Directions for this task: The required output is every line from the one with "Drop a pin on every instance of the rear wheel" through the final line of the data below, unchanged.

Dataset excerpts:
■ ■ ■ ■

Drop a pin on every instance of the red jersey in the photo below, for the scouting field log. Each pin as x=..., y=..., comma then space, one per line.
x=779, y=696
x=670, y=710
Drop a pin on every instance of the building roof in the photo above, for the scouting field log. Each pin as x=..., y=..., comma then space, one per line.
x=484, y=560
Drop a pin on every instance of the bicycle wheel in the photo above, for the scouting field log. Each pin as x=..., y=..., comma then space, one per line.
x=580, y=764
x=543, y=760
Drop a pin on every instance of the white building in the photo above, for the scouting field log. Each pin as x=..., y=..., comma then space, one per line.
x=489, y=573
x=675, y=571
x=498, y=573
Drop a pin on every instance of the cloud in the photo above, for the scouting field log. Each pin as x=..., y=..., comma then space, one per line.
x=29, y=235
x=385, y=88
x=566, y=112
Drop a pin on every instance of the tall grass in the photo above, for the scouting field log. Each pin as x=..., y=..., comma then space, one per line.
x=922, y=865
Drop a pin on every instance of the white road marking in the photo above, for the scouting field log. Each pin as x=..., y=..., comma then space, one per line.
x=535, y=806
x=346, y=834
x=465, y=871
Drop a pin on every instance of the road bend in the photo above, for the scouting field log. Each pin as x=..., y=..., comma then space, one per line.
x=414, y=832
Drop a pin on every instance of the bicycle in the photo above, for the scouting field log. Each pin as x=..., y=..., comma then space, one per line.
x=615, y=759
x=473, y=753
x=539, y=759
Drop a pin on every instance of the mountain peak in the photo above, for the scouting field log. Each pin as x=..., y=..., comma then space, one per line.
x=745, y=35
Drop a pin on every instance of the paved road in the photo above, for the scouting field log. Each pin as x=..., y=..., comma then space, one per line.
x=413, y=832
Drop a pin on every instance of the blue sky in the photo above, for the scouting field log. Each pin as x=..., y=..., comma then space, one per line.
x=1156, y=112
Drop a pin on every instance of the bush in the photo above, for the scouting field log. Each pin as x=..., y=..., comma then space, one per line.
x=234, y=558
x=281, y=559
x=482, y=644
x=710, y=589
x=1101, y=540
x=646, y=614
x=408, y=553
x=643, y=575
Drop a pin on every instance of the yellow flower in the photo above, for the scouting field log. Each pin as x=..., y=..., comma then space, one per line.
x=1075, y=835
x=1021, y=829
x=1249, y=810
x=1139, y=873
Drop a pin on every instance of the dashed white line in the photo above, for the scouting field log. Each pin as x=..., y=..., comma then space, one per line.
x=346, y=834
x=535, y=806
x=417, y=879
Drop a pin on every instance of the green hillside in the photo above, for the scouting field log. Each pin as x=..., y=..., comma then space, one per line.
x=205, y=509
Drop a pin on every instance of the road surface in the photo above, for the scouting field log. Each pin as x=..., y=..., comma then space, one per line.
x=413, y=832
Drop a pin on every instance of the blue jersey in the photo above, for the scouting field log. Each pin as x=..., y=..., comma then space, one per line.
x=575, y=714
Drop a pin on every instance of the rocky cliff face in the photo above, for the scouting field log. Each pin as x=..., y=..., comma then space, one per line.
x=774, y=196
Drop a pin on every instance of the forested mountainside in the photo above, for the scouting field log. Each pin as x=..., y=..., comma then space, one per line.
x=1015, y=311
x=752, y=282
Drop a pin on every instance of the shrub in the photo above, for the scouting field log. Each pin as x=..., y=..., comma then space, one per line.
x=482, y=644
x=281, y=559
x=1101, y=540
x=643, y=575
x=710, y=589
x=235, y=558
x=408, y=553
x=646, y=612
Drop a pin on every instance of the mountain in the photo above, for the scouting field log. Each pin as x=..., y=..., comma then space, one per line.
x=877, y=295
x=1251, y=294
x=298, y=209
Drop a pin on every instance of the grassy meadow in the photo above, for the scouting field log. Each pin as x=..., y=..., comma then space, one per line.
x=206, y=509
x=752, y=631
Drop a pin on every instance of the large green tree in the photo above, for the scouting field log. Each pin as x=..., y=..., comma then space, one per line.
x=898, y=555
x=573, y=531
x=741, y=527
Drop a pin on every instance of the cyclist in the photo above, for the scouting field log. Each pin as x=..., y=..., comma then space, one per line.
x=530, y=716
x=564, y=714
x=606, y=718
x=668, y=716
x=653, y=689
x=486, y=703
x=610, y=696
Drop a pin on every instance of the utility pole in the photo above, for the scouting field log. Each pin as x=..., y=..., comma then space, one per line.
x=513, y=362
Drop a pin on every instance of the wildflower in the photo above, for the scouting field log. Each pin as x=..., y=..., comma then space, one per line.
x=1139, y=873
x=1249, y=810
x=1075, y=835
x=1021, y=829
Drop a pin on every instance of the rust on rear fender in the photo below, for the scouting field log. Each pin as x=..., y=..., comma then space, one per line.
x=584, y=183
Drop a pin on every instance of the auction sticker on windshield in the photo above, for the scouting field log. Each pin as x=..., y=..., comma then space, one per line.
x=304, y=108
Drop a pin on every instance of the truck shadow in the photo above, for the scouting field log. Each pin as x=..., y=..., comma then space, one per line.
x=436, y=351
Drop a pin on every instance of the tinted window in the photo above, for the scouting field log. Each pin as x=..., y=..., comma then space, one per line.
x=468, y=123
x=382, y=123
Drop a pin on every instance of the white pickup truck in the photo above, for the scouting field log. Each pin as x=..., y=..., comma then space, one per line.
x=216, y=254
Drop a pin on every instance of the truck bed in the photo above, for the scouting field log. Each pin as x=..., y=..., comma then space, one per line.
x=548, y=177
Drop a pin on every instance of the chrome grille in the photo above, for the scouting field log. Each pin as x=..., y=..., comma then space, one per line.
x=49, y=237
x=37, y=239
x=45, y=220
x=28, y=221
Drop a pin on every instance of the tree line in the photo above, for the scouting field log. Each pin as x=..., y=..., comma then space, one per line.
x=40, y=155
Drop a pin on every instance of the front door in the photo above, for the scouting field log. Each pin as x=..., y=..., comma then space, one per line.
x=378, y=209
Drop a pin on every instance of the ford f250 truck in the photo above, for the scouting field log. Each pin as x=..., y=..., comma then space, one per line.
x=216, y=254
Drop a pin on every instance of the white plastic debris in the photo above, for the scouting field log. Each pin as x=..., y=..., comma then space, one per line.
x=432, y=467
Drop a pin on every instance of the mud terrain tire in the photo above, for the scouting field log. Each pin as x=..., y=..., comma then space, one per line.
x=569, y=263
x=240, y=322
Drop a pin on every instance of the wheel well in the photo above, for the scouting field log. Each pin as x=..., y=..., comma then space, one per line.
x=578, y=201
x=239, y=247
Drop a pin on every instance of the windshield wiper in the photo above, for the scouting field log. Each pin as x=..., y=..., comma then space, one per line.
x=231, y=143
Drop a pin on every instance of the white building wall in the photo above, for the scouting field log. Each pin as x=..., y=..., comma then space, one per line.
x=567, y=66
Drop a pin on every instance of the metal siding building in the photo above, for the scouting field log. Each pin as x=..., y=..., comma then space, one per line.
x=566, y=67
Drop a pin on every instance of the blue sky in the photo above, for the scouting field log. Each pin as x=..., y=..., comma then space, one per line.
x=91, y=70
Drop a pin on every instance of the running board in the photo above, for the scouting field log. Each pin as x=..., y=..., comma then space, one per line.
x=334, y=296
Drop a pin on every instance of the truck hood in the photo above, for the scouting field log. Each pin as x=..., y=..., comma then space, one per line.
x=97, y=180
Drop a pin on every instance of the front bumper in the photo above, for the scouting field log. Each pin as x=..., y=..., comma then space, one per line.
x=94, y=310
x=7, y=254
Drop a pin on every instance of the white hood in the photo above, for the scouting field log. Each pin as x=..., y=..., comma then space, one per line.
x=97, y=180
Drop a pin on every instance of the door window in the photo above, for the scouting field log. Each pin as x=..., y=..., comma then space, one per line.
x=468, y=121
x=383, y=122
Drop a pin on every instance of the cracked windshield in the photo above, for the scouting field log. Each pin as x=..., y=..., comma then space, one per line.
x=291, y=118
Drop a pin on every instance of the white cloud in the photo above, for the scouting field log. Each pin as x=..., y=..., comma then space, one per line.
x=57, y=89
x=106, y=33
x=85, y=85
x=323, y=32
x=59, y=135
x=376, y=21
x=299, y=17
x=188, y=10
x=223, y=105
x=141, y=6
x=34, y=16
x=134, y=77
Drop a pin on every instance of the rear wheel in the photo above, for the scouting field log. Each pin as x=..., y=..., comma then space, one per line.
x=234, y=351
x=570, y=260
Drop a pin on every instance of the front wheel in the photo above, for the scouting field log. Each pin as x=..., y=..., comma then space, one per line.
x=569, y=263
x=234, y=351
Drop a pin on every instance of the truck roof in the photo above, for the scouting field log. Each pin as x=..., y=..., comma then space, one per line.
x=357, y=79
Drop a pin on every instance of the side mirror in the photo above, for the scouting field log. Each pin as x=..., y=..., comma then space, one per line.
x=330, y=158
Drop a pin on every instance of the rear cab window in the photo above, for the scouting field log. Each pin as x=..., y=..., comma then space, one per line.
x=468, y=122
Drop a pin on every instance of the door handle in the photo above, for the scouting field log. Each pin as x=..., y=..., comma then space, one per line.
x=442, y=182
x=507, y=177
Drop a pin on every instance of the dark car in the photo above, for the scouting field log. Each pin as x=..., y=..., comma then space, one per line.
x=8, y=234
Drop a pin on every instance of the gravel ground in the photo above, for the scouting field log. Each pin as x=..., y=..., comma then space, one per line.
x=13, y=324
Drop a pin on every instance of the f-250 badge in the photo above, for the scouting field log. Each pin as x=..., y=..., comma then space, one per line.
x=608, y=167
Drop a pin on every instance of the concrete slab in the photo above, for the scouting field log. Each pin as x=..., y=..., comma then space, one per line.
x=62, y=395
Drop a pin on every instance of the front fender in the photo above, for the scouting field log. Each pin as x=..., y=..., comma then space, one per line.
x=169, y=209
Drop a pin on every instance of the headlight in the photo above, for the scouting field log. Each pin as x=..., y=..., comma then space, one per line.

■ ■ ■ ■

Expected answer:
Drop a pin on every instance of the rear wheel in the photo above, for the scouting field log. Each pin as x=..., y=..., comma then space, one per line.
x=234, y=351
x=570, y=260
Drop a pin on every instance of the front wheel in the photo above, for the scouting field log. Each pin as x=..., y=..., comma then space, one per line.
x=569, y=263
x=234, y=351
Drop a pin on every instance of the truck roof in the photo above, for the scouting field log. Each pin as x=..., y=..., comma then space, one per line.
x=357, y=79
Drop a pin on every instance of the side mirror in the photo above, for the scouting field log. Each pin as x=..., y=..., comma then space, one per line.
x=330, y=158
Drop a pin on every instance of the rear cab window in the photo above, for the scouting field log. Each pin as x=..., y=..., comma then space, one per line.
x=468, y=122
Drop a pin on every instance of the door handle in the photo above, for the scouting field log. Each pin as x=..., y=..., comma then space, one per line.
x=442, y=182
x=507, y=177
Drop a pin on every instance of the dark car in the photo above, for the scouting field log. Each pin as x=..., y=..., comma then space, one per line.
x=8, y=234
Drop a pin on every instance of the gravel ground in the photo above, for the scouting field log. Each pin as x=..., y=..., comma then space, one per line.
x=13, y=324
Drop a pin on every instance of the f-250 badge in the photo above, for the scouting field log. Each pin as x=..., y=..., comma then space, one per line.
x=608, y=167
Drop a pin on every instance of the concrete slab in the photo above, for the scouting field log. Each pin as x=..., y=..., comma then space, one per line.
x=62, y=395
Drop a pin on every instance of the front fender in the photo above, for the scouting field log. Each pin as x=..., y=..., comma then space, one per line.
x=169, y=209
Drop a pin on every instance of the headlight in the photo above, for the scouting field log. Each pin as x=..., y=..., comma then space, one per line.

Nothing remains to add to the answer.